#### Task requirements
Rewrite the lines of the data below, from the line containing "Each instance of the man's outstretched" through the line containing "29), (97, 29)]", inclusive, substituting "pavement" for every occurrence of "sidewalk" and leaving everything else unchanged. Give only those lines.

[start]

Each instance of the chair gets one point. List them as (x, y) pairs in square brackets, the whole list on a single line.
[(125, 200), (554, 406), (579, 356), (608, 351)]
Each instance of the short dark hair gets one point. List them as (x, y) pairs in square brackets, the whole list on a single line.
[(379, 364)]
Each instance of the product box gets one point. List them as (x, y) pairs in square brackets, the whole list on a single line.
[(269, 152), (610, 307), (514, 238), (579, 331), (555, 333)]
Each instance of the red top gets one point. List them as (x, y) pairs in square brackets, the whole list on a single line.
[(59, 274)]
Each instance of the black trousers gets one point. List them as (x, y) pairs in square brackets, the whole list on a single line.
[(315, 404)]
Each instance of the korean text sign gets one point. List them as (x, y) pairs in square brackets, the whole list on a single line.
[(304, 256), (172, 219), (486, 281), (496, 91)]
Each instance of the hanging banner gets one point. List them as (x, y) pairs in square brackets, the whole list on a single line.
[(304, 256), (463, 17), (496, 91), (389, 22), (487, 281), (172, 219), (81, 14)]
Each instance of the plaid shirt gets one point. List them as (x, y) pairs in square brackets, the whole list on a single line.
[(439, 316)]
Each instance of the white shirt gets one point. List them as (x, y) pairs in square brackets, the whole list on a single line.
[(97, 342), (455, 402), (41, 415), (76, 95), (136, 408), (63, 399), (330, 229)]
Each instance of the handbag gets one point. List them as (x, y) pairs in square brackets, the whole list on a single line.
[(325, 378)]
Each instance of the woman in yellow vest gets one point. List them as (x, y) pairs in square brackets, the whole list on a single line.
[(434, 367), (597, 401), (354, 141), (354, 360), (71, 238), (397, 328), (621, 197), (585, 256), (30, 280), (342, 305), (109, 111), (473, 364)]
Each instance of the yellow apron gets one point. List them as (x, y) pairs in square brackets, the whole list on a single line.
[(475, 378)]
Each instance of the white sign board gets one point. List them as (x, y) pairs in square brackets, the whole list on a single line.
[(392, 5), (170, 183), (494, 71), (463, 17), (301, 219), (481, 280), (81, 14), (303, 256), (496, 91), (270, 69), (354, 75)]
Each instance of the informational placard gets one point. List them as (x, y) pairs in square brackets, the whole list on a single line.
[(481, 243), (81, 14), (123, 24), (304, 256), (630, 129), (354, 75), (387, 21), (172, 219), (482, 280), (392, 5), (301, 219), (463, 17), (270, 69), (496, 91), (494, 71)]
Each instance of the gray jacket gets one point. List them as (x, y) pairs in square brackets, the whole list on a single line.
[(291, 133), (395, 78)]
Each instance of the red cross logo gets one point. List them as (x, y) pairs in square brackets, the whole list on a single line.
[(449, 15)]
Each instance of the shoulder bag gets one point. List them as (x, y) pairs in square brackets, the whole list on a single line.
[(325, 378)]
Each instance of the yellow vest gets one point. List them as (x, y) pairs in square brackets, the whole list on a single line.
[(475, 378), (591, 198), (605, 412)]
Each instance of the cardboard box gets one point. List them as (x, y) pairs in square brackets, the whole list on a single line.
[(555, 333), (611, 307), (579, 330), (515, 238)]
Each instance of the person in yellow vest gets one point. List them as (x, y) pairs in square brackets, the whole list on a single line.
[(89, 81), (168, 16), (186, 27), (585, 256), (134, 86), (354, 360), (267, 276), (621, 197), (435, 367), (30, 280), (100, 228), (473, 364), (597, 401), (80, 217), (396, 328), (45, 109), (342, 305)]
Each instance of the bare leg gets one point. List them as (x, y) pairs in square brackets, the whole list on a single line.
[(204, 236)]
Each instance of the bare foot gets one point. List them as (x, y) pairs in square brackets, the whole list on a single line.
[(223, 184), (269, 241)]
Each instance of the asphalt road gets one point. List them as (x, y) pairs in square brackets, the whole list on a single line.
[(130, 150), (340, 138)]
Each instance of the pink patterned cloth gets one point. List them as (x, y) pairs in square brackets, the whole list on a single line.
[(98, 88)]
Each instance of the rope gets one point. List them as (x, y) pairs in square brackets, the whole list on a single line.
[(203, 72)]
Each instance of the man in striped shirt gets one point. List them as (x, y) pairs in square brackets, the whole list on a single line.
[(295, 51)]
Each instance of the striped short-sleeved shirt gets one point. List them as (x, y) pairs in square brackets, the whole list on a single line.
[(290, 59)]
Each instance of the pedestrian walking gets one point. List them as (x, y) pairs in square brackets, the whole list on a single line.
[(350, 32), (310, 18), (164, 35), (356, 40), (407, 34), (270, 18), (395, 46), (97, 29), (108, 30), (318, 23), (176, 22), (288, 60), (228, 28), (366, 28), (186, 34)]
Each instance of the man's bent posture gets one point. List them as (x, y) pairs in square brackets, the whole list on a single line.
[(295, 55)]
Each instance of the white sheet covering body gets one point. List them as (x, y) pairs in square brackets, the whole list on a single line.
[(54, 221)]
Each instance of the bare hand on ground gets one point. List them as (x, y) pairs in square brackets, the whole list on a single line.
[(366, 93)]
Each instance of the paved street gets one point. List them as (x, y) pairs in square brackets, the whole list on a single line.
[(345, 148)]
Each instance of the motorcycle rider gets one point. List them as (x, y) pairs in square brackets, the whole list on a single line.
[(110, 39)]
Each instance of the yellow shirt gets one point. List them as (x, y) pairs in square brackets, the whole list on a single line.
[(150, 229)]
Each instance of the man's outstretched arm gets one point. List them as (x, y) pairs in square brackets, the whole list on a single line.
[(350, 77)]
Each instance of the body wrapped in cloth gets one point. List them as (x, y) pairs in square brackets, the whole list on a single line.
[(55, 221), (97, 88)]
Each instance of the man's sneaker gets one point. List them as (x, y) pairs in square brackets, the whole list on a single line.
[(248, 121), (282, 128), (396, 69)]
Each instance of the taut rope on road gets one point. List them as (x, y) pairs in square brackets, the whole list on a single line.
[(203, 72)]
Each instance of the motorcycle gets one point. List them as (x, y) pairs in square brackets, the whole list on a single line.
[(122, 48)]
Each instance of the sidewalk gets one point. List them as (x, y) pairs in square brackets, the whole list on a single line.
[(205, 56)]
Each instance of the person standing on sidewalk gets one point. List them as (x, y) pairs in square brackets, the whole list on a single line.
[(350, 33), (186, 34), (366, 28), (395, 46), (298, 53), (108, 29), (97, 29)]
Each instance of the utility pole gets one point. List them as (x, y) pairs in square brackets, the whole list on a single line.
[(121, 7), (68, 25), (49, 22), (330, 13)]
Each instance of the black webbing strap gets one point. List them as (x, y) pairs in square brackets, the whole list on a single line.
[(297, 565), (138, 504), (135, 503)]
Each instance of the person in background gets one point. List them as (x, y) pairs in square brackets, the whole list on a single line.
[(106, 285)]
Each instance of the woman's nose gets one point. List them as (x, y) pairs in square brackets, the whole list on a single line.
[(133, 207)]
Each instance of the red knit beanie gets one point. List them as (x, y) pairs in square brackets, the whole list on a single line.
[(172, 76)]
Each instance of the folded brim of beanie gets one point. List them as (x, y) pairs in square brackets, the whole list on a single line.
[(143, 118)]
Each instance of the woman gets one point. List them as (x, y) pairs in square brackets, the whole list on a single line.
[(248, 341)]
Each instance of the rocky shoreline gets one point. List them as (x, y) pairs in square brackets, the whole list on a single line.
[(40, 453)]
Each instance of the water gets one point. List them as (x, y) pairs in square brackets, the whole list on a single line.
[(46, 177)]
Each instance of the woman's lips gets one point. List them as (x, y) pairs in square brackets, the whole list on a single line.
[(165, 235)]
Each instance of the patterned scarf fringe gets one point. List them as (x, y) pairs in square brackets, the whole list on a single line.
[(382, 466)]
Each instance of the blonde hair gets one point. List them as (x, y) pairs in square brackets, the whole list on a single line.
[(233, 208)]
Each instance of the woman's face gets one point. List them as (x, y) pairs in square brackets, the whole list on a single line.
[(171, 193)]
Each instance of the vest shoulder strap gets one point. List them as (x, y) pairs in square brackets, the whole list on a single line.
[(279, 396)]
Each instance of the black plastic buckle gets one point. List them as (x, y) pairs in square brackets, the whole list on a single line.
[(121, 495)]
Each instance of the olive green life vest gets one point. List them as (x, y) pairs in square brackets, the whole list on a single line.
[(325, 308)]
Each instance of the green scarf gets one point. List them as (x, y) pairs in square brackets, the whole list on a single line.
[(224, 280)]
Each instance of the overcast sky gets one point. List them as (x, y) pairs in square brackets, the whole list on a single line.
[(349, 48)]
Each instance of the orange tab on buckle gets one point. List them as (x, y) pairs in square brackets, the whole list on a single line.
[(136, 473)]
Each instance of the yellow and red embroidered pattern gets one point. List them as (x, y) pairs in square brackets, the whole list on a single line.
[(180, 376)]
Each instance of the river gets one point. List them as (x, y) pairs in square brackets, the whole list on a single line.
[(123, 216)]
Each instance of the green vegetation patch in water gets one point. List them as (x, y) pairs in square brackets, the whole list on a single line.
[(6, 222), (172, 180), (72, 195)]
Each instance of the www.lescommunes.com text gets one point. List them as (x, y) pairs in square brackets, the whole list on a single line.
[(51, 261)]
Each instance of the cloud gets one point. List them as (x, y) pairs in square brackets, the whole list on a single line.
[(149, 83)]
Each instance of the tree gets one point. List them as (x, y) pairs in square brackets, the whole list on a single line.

[end]

#### Response to this exercise
Each instance of the man's outstretched arm gets one point. List them as (x, y) pairs in square brackets, the whole list on a single line.
[(350, 77)]
Each instance of the body wrapped in cloth gets one point. List them as (x, y) pairs in square brackets, the whole list on a single line.
[(55, 221), (97, 88)]
Each instance of the man's sneaker gets one point. List them as (x, y) pairs in square brackets, the whole list on a single line.
[(248, 121), (282, 128), (396, 69)]
Each instance of the taut rope on road gets one point. List them as (x, y) pairs in square brackets, the whole list on a single line.
[(203, 72)]
Each instance of the motorcycle gets one point. List them as (x, y) pairs in square brackets, the whole list on a single line.
[(122, 48)]
Each instance of the pavement gets one point. List them as (x, y) pairs in square brackets, the whole list on a single line.
[(205, 56)]
Each instance of the person standing on pavement gets one point. List them as (x, y) pairs in square brackets, the whole list on a single line.
[(350, 33), (186, 34), (366, 28), (395, 46), (298, 53), (108, 29), (97, 29)]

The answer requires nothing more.